WORK INSTRUCTIONS:
Write out, character for character, the line containing "of the playground" and all lines after it up to the end of the listing.

THE RECORDS:
****************************************
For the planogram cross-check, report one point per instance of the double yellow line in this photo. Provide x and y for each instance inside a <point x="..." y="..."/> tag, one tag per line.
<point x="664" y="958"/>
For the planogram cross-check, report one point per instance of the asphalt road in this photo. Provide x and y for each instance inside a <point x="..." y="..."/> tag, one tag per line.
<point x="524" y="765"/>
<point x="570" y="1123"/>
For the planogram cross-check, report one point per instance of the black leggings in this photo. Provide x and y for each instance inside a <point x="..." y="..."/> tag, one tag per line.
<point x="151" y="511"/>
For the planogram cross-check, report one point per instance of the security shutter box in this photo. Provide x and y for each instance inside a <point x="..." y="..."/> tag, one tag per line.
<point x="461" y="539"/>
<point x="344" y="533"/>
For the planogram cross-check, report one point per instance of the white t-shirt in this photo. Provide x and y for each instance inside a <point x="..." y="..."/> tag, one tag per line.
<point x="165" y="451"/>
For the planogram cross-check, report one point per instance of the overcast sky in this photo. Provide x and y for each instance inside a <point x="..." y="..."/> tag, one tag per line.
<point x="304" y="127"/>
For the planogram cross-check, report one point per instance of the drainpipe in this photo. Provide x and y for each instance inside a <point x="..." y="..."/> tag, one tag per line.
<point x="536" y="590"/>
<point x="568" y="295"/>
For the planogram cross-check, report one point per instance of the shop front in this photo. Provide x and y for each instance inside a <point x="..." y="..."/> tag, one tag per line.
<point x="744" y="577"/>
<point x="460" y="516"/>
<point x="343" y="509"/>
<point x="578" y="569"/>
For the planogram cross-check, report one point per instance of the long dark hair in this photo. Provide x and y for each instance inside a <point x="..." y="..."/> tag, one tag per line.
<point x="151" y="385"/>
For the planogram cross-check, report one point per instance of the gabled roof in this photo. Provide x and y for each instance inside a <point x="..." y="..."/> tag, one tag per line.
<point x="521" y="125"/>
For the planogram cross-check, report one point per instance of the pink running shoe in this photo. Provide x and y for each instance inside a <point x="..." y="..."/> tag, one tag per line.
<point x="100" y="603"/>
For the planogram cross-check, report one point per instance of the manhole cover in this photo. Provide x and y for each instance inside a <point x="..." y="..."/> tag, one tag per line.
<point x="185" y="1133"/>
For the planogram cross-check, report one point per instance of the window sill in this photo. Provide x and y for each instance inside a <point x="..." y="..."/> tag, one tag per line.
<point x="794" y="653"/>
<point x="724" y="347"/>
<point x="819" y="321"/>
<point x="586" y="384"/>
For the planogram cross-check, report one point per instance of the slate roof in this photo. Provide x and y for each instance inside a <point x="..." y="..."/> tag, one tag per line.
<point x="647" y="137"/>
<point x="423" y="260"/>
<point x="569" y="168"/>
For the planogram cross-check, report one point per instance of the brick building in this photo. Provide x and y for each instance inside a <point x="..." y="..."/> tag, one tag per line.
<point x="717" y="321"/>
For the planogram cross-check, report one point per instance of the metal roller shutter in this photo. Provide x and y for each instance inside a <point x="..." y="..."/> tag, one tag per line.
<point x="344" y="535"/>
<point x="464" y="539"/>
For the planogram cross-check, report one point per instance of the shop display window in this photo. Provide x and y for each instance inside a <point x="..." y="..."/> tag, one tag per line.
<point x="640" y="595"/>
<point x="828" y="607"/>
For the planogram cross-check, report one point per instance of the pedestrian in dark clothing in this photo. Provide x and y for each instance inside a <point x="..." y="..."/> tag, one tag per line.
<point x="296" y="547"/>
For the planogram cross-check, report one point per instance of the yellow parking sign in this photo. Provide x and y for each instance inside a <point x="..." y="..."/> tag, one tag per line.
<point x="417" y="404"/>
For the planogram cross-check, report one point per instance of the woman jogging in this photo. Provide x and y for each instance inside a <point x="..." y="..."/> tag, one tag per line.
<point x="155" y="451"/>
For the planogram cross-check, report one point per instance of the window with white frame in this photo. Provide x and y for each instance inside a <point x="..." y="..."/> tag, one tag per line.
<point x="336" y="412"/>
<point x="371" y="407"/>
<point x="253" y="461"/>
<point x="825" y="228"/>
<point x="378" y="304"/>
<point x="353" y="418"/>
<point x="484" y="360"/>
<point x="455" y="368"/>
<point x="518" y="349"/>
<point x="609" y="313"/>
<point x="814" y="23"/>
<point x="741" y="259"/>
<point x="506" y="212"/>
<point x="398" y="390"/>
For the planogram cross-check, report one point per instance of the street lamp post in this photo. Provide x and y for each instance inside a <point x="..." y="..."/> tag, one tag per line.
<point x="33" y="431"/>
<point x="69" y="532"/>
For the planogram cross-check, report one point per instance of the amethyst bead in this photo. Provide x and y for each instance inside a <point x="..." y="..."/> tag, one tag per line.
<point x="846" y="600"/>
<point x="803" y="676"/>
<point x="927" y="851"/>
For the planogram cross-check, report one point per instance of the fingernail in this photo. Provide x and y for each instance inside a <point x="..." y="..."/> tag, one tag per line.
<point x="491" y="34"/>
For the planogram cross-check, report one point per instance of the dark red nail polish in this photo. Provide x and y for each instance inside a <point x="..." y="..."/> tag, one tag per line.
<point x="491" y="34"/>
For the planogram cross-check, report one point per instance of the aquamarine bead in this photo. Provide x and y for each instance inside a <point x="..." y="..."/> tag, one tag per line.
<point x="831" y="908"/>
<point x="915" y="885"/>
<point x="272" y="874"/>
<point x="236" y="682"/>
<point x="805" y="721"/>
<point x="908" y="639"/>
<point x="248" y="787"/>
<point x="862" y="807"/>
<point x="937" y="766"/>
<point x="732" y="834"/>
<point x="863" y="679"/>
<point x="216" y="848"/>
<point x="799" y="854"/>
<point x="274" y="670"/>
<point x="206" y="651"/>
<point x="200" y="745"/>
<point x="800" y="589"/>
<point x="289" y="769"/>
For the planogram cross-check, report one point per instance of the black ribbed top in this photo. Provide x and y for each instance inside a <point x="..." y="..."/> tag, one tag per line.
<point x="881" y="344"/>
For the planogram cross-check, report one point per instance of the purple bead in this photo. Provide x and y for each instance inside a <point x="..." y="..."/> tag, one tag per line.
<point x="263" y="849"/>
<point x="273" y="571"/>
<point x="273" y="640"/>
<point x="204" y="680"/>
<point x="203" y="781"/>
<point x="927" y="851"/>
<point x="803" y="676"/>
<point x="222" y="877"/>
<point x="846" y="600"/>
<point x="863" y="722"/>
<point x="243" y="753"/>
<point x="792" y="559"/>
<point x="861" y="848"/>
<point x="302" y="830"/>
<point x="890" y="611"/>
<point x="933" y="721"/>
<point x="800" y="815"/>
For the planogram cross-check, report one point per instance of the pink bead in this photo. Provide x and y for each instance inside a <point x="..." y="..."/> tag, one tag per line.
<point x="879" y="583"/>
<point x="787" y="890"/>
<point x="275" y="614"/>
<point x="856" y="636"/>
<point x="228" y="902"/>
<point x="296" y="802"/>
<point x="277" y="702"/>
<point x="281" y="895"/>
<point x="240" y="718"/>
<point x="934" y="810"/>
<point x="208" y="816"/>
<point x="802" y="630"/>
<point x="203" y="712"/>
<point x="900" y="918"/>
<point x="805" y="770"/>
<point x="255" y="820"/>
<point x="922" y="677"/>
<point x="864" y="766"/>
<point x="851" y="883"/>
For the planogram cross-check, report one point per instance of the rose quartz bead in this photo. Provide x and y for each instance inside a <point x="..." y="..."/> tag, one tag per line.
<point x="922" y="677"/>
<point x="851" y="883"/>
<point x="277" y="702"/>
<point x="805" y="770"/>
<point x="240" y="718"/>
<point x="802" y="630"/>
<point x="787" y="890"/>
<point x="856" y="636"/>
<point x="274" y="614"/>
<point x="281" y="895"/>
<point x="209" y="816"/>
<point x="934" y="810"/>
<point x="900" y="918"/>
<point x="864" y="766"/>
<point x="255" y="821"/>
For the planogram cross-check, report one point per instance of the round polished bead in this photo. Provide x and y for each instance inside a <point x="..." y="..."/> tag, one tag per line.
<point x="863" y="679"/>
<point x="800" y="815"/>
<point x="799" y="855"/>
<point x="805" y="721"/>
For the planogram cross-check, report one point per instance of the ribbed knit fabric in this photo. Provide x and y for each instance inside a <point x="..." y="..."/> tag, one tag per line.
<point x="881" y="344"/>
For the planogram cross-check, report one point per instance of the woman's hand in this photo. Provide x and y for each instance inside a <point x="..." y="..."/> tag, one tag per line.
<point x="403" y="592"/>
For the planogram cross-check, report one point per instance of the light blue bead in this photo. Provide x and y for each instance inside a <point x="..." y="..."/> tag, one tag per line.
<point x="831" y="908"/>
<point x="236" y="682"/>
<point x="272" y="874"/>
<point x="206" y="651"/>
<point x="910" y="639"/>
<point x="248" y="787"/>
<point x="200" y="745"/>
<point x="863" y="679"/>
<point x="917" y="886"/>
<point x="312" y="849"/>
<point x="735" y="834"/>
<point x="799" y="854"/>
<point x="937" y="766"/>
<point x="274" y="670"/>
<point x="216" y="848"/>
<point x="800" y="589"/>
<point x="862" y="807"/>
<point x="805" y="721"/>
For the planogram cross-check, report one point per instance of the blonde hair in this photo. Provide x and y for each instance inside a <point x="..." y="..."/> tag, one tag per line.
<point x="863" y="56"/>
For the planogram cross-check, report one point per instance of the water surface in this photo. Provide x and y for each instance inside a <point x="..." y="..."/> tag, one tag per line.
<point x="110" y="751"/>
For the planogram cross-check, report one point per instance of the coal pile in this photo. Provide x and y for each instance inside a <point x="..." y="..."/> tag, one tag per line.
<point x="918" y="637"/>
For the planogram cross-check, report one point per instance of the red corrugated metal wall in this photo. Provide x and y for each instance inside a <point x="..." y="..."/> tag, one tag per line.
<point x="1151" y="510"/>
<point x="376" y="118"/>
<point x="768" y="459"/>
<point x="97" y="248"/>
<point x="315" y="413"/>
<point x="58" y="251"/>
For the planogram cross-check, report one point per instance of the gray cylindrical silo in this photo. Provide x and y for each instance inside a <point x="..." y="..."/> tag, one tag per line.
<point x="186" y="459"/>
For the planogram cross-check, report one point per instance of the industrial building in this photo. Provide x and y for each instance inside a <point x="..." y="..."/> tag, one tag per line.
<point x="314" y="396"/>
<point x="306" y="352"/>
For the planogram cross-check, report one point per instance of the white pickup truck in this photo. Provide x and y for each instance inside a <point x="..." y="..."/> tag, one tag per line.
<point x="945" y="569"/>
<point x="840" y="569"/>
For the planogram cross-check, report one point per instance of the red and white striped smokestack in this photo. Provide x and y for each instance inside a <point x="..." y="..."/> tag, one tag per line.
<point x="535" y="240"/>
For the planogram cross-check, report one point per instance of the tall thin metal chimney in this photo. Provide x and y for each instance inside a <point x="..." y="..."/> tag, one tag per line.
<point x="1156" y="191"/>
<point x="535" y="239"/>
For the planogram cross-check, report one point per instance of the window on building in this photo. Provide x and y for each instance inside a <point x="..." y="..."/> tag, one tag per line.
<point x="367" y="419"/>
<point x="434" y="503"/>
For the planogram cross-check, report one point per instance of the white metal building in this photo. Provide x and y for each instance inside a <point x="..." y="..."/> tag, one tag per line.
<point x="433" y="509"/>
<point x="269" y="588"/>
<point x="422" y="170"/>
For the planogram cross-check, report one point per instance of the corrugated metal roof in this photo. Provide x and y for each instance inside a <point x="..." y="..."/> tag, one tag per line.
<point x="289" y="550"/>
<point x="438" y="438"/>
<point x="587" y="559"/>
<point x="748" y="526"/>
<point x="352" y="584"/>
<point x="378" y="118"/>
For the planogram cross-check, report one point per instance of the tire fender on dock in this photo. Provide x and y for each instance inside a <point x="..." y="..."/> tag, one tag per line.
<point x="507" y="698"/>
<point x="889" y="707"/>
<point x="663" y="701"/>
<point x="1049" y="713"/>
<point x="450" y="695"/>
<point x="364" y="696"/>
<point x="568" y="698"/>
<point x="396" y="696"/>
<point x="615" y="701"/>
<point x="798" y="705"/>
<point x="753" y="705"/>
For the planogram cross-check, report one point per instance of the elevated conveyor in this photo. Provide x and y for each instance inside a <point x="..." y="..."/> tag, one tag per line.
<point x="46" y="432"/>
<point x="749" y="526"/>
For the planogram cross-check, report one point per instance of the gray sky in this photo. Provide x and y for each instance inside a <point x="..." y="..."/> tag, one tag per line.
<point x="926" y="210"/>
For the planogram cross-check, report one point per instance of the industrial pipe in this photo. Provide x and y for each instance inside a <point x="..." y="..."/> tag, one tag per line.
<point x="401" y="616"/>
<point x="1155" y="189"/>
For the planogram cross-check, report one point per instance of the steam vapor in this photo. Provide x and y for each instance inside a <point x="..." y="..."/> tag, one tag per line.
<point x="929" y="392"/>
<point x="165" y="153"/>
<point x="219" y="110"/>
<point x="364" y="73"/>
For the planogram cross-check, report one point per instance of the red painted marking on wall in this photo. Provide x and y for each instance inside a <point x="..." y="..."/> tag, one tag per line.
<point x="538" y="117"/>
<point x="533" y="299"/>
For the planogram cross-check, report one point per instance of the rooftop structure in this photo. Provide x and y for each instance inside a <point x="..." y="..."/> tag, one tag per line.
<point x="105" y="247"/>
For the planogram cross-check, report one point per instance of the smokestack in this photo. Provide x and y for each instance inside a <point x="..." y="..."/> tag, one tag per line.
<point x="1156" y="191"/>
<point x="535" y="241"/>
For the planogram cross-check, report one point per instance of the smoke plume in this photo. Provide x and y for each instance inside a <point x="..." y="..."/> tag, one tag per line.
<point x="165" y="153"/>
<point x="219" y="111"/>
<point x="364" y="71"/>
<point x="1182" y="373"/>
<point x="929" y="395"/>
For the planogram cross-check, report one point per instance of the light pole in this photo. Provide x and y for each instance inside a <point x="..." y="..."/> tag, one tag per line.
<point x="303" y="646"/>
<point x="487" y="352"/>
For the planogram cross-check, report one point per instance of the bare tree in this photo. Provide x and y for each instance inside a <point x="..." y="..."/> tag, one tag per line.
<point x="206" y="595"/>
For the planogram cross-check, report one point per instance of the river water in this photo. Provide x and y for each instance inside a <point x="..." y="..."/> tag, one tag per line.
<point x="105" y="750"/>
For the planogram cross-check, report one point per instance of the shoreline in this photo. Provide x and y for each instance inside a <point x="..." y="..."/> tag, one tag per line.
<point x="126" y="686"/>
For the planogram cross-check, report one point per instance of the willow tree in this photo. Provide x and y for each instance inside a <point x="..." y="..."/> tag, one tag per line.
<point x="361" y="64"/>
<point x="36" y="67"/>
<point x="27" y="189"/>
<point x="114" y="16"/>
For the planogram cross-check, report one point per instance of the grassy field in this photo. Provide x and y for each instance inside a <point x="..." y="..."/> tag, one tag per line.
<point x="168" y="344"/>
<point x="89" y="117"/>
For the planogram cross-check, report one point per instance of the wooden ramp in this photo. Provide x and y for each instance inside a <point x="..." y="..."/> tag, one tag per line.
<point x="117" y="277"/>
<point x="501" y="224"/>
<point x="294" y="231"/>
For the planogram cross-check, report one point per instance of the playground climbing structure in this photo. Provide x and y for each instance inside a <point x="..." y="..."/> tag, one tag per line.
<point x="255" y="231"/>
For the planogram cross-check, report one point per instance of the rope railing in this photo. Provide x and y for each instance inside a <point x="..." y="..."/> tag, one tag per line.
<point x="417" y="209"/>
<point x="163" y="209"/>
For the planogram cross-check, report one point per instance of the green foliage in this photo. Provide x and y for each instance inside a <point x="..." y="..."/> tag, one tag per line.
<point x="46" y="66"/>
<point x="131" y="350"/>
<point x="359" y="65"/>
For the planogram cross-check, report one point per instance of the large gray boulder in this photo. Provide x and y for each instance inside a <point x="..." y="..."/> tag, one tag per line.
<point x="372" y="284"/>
****************************************
RESULT:
For the planogram cross-check, report one point per instance of the playground climbing structure in this photo. Provide x and y for each instance inside a <point x="..." y="..."/> tag, one tag per line.
<point x="255" y="231"/>
For the planogram cross-check, report one point per instance of the rope railing in this photo. Provide x and y for each instance inside a <point x="..." y="..."/> tag, one tag per line.
<point x="417" y="209"/>
<point x="163" y="209"/>
For the planogram cross-check, report one point per instance of the green foliage in this photo. Provide x and y for each instance inside a <point x="..." y="..."/> tag, one tag per line.
<point x="46" y="66"/>
<point x="131" y="350"/>
<point x="359" y="65"/>
For the planogram cross-check, report one point per instance of the large gray boulder in this photo. Provide x and y for each instance inside a <point x="..." y="..."/> tag, one tag per line.
<point x="372" y="284"/>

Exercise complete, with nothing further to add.